** Directions **
Scan the lines below for the string "bride" and report how many lines contain it, giving only the number.

(Saved entries)

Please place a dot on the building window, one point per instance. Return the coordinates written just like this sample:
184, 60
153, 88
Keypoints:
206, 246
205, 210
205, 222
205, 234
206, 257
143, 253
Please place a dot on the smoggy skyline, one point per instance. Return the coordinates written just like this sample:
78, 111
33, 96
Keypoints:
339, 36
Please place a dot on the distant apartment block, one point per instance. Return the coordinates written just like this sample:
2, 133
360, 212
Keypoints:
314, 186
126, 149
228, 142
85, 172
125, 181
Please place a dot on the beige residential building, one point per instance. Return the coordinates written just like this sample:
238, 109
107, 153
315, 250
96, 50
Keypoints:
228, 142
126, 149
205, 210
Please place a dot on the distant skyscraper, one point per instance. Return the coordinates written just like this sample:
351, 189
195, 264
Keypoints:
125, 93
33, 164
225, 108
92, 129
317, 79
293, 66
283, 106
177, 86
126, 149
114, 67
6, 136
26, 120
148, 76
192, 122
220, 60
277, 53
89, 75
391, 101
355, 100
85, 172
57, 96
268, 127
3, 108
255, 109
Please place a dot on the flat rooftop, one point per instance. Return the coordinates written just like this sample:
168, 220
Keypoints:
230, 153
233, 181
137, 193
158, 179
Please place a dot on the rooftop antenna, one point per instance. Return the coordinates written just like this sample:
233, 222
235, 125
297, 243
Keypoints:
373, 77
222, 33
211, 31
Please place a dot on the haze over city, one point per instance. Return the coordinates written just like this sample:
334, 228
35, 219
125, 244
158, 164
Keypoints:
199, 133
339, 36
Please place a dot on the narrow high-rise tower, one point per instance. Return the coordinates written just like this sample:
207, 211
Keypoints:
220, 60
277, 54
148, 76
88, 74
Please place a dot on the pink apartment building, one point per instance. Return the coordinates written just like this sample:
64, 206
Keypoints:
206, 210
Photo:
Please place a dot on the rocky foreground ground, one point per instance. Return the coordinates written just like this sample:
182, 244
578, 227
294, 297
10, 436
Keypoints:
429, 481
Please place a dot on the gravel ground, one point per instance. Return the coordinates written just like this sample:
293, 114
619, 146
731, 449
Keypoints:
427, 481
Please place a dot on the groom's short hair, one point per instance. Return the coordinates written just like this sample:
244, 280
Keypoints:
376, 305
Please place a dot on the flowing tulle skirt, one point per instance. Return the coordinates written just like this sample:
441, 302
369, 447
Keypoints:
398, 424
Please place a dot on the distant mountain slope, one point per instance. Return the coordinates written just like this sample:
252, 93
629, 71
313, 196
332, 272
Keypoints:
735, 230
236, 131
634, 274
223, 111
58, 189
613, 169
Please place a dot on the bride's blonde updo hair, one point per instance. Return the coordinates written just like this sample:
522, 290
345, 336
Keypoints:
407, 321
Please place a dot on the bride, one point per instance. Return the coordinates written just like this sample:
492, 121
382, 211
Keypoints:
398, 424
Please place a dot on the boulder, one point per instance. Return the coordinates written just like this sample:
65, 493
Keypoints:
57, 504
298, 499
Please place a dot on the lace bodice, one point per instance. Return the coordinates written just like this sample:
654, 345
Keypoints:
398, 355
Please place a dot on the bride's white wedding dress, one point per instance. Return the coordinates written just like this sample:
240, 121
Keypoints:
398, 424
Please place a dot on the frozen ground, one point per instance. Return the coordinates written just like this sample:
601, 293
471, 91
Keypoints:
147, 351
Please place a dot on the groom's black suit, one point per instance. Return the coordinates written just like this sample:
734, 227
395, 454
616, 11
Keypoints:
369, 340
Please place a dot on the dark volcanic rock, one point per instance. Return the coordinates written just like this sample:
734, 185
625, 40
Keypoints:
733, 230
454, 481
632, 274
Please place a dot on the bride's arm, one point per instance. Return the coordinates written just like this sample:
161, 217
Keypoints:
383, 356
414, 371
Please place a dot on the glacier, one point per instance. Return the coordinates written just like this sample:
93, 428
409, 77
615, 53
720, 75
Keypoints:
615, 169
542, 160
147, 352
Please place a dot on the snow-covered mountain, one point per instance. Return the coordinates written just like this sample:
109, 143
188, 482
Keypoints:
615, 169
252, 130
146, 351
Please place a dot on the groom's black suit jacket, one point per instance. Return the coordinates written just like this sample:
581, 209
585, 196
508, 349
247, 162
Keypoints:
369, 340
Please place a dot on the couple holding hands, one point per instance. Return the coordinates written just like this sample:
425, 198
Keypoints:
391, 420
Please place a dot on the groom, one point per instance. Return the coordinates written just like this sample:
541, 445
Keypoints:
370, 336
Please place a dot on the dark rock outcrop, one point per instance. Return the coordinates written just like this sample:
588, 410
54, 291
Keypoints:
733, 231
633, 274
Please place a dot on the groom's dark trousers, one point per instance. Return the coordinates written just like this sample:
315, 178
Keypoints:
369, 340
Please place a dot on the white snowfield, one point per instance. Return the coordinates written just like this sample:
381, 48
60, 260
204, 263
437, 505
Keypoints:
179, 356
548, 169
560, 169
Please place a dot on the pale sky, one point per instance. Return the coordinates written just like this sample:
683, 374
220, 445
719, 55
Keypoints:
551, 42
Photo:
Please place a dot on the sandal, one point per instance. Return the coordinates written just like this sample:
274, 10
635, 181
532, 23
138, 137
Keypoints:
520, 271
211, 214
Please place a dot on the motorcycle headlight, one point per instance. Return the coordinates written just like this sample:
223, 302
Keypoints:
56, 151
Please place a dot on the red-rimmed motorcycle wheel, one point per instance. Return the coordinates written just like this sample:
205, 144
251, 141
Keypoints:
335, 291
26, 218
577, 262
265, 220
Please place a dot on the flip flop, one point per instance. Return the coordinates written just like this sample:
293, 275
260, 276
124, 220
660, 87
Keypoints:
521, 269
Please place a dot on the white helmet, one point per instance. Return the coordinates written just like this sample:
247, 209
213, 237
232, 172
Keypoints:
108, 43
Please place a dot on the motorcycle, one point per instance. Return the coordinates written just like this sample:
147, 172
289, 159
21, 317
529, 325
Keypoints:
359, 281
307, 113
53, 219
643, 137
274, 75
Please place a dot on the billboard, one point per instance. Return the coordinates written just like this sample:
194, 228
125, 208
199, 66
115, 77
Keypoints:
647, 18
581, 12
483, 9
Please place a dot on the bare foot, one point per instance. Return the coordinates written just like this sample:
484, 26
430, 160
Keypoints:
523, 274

** Response below **
4